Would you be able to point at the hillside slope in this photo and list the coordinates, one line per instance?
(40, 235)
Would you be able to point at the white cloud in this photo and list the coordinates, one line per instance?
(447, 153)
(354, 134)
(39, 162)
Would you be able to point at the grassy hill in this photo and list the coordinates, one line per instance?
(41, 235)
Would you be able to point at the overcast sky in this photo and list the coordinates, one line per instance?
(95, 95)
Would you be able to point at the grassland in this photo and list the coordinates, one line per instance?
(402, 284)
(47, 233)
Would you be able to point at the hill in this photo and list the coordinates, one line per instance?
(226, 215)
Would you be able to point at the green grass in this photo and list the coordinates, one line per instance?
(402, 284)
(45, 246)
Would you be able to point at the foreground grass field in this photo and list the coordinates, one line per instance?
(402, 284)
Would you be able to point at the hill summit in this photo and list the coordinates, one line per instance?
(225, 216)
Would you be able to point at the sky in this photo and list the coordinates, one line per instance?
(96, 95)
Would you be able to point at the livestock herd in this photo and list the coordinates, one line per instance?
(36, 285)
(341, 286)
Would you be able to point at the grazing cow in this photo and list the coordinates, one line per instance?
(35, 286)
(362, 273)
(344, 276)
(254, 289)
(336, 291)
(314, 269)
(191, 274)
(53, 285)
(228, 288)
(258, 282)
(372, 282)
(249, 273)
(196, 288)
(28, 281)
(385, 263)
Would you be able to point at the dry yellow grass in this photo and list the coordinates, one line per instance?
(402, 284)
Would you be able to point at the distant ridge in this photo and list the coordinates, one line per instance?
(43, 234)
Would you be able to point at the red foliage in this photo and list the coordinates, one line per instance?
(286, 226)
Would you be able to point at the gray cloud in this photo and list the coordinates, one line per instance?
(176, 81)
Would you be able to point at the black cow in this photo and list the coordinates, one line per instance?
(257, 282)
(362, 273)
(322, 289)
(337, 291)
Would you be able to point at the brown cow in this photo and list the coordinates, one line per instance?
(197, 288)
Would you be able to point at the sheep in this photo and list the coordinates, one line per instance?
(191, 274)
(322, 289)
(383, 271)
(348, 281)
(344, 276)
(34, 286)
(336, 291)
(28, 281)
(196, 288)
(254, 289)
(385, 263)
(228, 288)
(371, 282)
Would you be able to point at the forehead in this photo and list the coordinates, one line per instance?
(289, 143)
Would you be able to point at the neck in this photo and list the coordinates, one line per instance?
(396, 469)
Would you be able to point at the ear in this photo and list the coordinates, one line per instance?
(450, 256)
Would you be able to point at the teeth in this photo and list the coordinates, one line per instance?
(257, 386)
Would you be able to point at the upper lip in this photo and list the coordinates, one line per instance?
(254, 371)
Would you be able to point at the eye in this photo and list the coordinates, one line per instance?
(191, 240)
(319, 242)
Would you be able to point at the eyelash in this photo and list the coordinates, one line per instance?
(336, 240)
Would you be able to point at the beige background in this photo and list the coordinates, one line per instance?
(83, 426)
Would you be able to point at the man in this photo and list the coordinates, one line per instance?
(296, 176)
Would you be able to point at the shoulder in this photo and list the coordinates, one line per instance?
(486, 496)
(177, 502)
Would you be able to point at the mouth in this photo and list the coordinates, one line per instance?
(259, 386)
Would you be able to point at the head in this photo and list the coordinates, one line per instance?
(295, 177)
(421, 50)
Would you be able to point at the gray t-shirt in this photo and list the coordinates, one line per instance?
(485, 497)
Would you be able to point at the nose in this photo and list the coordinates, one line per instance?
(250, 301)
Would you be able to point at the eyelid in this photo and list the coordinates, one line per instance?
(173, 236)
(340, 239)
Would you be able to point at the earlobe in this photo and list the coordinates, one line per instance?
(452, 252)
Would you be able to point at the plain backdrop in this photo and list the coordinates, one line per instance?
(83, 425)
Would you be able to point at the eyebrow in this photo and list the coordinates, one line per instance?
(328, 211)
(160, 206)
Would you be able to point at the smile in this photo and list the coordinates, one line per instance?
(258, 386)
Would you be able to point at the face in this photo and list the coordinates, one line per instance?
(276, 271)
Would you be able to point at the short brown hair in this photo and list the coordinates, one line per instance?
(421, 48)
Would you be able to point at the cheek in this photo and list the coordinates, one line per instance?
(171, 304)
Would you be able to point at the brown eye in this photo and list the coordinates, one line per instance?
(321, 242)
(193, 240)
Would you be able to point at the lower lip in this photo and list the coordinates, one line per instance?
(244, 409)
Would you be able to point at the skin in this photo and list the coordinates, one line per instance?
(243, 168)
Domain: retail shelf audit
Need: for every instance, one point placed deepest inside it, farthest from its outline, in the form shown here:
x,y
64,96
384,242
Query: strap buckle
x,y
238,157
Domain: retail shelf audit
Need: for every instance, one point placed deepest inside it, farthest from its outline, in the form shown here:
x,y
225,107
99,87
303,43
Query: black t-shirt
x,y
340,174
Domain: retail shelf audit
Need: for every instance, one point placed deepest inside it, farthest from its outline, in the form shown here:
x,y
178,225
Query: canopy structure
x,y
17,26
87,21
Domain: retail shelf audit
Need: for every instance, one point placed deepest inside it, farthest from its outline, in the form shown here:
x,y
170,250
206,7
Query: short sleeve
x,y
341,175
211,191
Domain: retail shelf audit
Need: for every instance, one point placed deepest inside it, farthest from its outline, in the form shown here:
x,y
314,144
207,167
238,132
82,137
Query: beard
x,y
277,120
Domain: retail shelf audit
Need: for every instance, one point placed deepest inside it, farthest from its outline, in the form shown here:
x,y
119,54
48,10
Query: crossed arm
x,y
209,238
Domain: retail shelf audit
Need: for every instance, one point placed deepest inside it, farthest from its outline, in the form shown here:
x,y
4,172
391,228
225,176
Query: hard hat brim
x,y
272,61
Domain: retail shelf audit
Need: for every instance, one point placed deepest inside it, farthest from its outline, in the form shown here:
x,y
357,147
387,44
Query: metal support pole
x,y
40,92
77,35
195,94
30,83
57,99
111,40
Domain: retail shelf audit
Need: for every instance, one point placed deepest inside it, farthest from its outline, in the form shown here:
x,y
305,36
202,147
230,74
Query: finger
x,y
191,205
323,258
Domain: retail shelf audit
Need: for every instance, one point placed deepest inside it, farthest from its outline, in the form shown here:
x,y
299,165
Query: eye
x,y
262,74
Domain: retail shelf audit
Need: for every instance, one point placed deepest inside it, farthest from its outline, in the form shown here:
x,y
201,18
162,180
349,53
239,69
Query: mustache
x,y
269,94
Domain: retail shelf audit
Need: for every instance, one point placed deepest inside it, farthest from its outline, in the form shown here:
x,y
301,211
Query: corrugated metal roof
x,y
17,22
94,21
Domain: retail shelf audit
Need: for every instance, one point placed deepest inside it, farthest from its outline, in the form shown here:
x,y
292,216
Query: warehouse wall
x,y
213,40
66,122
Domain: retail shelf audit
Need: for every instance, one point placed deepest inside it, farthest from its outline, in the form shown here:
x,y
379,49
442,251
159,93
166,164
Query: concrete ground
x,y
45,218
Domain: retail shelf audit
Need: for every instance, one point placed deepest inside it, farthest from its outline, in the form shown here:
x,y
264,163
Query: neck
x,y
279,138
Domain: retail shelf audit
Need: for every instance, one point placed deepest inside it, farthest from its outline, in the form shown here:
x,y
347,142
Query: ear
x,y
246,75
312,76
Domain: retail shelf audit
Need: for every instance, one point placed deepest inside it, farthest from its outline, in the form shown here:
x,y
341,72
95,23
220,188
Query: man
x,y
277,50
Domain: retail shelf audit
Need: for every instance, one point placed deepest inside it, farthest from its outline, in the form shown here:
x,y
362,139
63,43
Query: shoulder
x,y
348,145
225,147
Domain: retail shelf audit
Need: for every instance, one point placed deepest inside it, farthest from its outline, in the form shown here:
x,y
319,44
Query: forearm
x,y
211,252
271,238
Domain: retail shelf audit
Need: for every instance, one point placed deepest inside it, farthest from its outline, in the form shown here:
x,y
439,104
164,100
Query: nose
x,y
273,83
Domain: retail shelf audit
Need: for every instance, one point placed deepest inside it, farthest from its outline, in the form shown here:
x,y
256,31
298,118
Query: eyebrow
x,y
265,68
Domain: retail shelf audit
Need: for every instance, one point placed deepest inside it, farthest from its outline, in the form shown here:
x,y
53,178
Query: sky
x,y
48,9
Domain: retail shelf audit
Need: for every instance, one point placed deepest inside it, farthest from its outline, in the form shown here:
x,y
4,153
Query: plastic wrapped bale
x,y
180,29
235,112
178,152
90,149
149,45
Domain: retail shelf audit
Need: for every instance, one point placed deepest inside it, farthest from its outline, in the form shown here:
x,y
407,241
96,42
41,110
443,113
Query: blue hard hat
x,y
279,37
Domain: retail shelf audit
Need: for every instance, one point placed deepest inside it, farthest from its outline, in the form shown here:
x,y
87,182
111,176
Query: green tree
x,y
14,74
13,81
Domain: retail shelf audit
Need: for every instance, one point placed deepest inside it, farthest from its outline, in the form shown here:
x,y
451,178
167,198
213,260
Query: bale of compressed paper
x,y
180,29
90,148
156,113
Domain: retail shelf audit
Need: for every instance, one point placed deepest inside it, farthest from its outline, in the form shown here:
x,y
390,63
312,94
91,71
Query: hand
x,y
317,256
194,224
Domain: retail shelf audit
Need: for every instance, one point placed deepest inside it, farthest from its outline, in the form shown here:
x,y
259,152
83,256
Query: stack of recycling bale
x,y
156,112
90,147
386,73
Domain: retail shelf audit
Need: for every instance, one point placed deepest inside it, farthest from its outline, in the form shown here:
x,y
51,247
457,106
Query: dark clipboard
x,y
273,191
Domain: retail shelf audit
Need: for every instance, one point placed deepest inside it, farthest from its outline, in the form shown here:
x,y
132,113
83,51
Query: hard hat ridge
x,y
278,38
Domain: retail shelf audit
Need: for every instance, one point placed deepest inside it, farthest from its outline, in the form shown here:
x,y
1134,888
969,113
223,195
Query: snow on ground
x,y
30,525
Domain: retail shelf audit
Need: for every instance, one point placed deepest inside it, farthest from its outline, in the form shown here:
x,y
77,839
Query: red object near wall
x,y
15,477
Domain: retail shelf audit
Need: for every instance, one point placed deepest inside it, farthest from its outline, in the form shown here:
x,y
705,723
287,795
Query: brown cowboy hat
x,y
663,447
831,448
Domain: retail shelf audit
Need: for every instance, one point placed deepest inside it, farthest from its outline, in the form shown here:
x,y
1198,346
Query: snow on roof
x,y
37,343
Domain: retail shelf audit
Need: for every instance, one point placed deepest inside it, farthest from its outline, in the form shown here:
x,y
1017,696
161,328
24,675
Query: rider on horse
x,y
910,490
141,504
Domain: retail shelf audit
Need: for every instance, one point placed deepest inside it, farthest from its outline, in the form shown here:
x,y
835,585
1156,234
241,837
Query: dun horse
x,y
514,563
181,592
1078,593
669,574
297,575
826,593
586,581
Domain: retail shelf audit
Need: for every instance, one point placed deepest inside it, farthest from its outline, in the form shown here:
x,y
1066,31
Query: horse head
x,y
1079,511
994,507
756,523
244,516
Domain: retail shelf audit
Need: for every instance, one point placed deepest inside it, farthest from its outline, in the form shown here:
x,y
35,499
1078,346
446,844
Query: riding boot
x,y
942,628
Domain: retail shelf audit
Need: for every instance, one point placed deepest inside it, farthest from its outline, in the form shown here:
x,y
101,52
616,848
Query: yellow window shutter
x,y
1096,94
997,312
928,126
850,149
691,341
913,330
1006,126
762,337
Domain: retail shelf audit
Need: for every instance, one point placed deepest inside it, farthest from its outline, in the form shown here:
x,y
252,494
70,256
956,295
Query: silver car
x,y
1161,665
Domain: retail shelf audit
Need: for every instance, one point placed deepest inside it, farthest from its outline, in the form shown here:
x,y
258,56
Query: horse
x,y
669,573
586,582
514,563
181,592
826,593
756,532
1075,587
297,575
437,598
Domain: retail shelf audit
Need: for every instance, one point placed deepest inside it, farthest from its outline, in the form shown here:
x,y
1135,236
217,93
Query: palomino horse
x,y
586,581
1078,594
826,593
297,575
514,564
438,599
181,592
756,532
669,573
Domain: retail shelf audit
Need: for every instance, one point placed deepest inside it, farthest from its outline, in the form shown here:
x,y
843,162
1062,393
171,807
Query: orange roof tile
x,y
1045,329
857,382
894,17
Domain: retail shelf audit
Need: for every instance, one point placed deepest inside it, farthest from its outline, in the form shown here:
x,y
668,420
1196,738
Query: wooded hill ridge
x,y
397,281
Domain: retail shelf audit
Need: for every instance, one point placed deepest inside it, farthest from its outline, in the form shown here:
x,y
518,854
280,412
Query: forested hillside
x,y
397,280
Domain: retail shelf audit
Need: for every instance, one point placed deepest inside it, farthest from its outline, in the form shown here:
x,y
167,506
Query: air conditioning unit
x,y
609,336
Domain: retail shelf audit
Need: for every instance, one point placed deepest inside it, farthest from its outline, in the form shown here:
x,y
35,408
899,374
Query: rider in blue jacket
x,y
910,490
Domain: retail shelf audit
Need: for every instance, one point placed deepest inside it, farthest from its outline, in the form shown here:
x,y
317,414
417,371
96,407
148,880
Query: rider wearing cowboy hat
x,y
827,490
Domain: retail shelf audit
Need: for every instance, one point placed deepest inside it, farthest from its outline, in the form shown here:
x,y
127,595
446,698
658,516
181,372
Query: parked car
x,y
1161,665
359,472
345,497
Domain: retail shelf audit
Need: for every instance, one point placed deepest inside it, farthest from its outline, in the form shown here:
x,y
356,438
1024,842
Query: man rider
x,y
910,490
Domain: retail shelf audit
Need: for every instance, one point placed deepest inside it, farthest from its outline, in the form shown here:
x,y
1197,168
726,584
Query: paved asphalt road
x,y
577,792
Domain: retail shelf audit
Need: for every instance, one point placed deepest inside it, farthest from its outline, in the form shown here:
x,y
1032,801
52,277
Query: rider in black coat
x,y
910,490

++++++

Display every line of the data above that contains the word "roof", copying each one in full. Case counts.

Query: corrugated metal roof
Query: snow on roof
Query: orange roof tile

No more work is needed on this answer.